## Testo della pagina
L’agricoltura europea riceve sussidi elevati dalla Pac e, dopo le ultime proteste, arriveranno altre risorse. I fondi pubblici dovrebbero invece sostenere la transizione ecologica e nuovi processi di produzione, più redditizi anche per gli agricoltori.
Quante risorse all’agricoltura europea
Le proteste delle ultime settimane degli agricoltori, in Italia e nel resto d’Europa, hanno messo in evidenza ancora una volta l’importante peso politico di questa categoria economica. Sia a livello nazionale che europeo, le proteste hanno ottenuto forti concessioni economiche e regolamentari, talvolta veri e propri voltafaccia politici. A provocare la protesta sono, da un lato, i costi dell’energia e dei fertilizzanti, che rimangono elevati a causa della guerra in Ucraina. Dall’altro, però, le contestazioni sono forse una delle avvisaglie più evidenti della conflittualità sociale che può emergere dalla transizione ecologica.
Il ruolo strategico dell’agricoltura nel mantenimento del territorio rurale e nel fornire beni alimentari a un prezzo accessibile garantisce al settore un supporto dai governi di tutto il mondo: in totale 850 miliardi di dollari all’anno nel periodo 2020-2022, di cui 518 miliardi messi sul piatto direttamente dai bilanci pubblici e il rimanente pagati dai consumatori sotto forma di più alti prezzi al consumo a causa di altre azioni di politica pubblica (ad esempio dazi alle importazioni). Del totale, solo il 12,5 per cento va in investimenti in innovazione, infrastrutture o biodiversità, mentre quasi tutto il resto è supporto diretto ai produttori.
Nell’Unione europea, per quanto si spenda oggi significativamente meno che nel 2000-2002, il sussidio totale all’agricoltura equivale ancora a un quinto dell’intero valore della produzione agricola (figura 1b). La stessa cifra corrisponde ogni anno allo 0,6 per cento del Pil, pari a quanto i governi Ue spendono in edilizia pubblica, e un po’ meno di quanto spendono in protezione dell’ambiente (0,8 per cento).
Figura 1 – Il supporto governativo all’agricoltura è diminuito nel tempo ma rimane ingente
Dal punto di vista economico, un supporto pubblico all’agricoltura è giustificato dalle condizioni climatiche cui il settore è soggetto e dal tempo di crescita di certi prodotti agricoli, che generano incertezza e dalle quali gli agricoltori si possono proteggere solo in parte.

## Voci fornite
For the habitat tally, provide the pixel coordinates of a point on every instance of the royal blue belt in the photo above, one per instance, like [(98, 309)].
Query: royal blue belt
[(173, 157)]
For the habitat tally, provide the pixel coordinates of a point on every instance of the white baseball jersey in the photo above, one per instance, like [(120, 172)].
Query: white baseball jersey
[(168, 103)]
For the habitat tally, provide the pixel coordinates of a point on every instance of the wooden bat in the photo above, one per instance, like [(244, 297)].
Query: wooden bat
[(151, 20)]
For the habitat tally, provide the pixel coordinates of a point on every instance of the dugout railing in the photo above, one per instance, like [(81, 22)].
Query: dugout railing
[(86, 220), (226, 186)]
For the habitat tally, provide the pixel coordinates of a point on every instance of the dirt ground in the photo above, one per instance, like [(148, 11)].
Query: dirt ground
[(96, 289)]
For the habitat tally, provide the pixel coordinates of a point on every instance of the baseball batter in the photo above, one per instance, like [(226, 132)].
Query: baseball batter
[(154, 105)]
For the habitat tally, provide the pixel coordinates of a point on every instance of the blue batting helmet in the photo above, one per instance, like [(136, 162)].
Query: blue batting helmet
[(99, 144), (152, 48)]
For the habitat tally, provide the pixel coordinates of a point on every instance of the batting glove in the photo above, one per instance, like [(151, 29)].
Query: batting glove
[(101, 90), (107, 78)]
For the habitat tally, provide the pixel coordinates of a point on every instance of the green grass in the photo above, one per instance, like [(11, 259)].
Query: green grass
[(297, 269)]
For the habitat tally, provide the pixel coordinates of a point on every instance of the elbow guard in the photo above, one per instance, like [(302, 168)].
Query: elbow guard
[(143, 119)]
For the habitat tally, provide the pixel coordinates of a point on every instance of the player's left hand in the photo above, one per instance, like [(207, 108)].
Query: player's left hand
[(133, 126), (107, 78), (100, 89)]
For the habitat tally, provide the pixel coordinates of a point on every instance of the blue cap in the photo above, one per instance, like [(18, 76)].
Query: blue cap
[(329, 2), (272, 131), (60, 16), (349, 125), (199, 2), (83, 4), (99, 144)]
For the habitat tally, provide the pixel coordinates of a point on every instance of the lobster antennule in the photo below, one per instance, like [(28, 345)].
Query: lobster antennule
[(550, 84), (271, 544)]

## Compiti richiesti
(a) Trascrivi senza alcuna modifica il passo del testo sui sussidi agricoli che va da "Il ruolo strategico" fino a "diretto ai produttori.".
(b) Riporta tali e quali, e nient'altro, le righe dell'elenco che vanno dalla riga che contiene "like [(120, 172)]." giù fino a quella che contiene "[(297, 269)]", incluse entrambe.
Il testo sui sussidi agricoli e l'elenco non hanno alcun legame tra loro.

## Soluzioni in ordine
(a)
Il ruolo strategico dell’agricoltura nel mantenimento del territorio rurale e nel fornire beni alimentari a un prezzo accessibile garantisce al settore un supporto dai governi di tutto il mondo: in totale 850 miliardi di dollari all’anno nel periodo 2020-2022, di cui 518 miliardi messi sul piatto direttamente dai bilanci pubblici e il rimanente pagati dai consumatori sotto forma di più alti prezzi al consumo a causa di altre azioni di politica pubblica (ad esempio dazi alle importazioni). Del totale, solo il 12,5 per cento va in investimenti in innovazione, infrastrutture o biodiversità, mentre quasi tutto il resto è supporto diretto ai produttori.

(b)
For the habitat tally, provide the pixel coordinates of a point on every instance of the white baseball jersey in the photo above, one per instance, like [(120, 172)].
Query: white baseball jersey
[(168, 103)]
For the habitat tally, provide the pixel coordinates of a point on every instance of the wooden bat in the photo above, one per instance, like [(244, 297)].
Query: wooden bat
[(151, 20)]
For the habitat tally, provide the pixel coordinates of a point on every instance of the dugout railing in the photo above, one per instance, like [(81, 22)].
Query: dugout railing
[(86, 220), (226, 186)]
For the habitat tally, provide the pixel coordinates of a point on every instance of the dirt ground in the photo above, one per instance, like [(148, 11)].
Query: dirt ground
[(96, 289)]
For the habitat tally, provide the pixel coordinates of a point on every instance of the baseball batter in the photo above, one per instance, like [(226, 132)].
Query: baseball batter
[(154, 105)]
For the habitat tally, provide the pixel coordinates of a point on every instance of the blue batting helmet in the photo above, one per instance, like [(136, 162)].
Query: blue batting helmet
[(99, 144), (152, 48)]
For the habitat tally, provide the pixel coordinates of a point on every instance of the batting glove in the photo above, one per instance, like [(151, 29)].
Query: batting glove
[(101, 90), (107, 78)]
For the habitat tally, provide the pixel coordinates of a point on every instance of the green grass in the photo above, one per instance, like [(11, 259)].
Query: green grass
[(297, 269)]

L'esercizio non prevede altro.